Your goal
Copy every line below where the string "wheel" is found.

(Collected data)
════════
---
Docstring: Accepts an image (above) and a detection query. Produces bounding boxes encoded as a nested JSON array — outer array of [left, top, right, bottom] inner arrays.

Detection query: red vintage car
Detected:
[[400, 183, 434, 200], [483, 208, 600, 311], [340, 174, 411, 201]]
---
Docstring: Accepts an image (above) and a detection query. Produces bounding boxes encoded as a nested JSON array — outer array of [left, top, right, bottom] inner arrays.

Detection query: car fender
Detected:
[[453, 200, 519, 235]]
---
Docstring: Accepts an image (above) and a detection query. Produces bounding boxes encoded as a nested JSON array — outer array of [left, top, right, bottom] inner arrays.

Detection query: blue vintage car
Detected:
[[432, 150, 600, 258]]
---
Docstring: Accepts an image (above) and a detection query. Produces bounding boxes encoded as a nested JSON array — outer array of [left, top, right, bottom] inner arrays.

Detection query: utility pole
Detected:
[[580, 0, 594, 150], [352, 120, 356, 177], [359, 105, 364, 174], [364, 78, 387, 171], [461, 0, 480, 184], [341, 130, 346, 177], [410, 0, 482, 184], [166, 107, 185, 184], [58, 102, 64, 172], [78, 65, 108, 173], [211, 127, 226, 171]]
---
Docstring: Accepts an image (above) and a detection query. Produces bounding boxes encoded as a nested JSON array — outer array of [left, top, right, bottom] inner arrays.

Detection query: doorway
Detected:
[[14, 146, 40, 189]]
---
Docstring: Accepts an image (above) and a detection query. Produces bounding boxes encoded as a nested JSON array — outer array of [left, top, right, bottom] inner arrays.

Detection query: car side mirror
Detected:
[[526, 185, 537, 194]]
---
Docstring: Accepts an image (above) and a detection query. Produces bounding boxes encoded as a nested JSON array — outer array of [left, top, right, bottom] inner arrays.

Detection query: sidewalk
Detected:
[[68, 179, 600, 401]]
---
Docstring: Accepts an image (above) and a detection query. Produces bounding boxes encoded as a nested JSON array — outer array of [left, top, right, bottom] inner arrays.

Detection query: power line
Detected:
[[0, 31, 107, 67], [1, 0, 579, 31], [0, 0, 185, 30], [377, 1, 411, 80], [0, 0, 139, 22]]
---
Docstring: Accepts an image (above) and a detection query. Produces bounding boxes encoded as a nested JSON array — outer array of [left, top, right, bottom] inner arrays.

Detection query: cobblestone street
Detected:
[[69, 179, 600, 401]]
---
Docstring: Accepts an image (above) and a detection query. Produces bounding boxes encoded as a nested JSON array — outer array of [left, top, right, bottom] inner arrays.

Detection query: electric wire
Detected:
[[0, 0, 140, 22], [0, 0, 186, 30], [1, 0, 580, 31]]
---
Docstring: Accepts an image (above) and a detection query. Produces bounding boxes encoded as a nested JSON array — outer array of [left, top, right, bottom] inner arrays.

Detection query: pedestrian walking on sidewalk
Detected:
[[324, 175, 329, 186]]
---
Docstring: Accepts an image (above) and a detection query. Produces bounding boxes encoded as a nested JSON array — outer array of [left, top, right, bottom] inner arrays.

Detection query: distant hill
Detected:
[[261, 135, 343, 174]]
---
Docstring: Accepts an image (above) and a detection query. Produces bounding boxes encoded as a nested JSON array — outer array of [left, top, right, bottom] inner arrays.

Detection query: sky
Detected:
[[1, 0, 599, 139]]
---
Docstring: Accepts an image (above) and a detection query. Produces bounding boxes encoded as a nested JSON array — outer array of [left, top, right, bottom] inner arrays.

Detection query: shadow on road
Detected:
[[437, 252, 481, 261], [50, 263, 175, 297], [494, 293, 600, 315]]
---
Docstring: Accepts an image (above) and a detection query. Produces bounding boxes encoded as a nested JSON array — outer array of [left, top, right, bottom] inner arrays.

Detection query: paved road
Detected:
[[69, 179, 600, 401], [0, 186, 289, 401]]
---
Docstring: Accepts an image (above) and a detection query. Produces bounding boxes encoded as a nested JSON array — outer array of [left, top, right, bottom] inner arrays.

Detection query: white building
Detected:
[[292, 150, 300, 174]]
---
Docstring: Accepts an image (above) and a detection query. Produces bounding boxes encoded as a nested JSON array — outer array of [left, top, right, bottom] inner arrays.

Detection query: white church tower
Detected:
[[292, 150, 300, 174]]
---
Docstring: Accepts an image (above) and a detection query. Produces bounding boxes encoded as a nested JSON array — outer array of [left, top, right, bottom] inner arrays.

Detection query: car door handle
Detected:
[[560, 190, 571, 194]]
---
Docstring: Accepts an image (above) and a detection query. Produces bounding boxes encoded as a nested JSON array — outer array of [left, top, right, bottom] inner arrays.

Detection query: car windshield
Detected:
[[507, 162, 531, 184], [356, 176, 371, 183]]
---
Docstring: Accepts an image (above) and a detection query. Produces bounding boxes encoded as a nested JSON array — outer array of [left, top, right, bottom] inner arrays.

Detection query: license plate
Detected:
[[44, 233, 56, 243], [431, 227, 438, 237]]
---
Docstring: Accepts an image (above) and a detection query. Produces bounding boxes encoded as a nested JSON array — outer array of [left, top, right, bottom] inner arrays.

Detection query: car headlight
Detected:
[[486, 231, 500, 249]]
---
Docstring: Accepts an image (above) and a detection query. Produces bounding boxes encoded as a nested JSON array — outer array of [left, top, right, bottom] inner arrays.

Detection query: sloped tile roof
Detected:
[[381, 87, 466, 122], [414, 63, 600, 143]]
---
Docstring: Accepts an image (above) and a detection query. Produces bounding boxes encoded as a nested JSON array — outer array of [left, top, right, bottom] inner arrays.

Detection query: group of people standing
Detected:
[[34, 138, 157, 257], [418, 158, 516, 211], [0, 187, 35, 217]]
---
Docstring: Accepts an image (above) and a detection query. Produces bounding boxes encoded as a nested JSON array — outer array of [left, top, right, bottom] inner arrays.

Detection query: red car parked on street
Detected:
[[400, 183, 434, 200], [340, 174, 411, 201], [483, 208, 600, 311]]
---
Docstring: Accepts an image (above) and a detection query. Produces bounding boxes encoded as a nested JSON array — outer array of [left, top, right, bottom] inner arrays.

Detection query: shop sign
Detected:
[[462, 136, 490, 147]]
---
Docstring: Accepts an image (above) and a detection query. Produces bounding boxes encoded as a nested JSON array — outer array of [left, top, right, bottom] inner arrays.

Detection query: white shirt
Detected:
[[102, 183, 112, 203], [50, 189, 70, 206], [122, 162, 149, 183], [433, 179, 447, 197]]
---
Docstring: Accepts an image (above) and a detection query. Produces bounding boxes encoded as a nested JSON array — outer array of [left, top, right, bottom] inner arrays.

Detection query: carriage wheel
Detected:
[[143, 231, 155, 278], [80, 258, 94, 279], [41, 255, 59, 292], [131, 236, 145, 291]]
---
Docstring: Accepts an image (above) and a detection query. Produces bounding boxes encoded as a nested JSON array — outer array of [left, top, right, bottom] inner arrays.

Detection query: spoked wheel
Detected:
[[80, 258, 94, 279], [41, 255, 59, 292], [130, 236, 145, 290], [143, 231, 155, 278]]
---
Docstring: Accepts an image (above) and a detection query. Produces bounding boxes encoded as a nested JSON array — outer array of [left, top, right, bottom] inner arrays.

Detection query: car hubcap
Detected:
════════
Answer for this exercise
Detection query: carriage wheel
Detection query: spoked wheel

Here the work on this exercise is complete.